(A run of records)
:::::

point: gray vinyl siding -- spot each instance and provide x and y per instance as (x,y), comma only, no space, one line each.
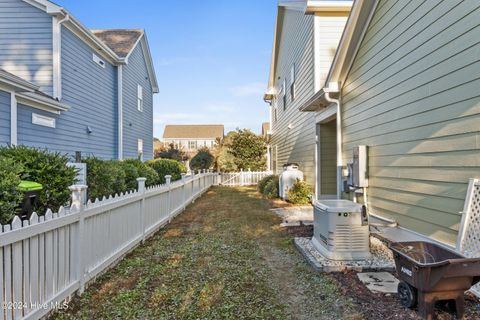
(37,136)
(297,47)
(136,124)
(26,43)
(90,92)
(412,97)
(5,99)
(298,143)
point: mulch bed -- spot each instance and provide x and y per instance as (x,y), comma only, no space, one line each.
(384,306)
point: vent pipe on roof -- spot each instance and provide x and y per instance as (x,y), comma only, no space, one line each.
(339,143)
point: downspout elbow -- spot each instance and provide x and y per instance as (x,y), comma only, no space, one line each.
(339,142)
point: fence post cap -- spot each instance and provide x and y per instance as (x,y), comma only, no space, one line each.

:::::

## [Exercise goal]
Repeat the data exactly, dropping every picture it holds.

## [Response below]
point: gray vinyl siding -- spot each instance and provide x and y per instance as (x,y), comma only, no space, one line each.
(37,136)
(297,47)
(136,124)
(26,43)
(90,92)
(412,97)
(5,99)
(298,143)
point: mulch bed -- spot each instance and provide x and y per instance as (x,y), comma only, no space, one line each.
(384,306)
point: vent pipe on roof -- spot each instance and provide x and y per instance as (x,y), comma only, no space, one line each.
(339,143)
point: downspout elbow -- spot each instance and provide x and y per instance as (x,y), comma only, no space, one line each.
(339,142)
point: fence post cap -- spot each instance and provide x and y per instance as (x,y), comma only, no space, one line each.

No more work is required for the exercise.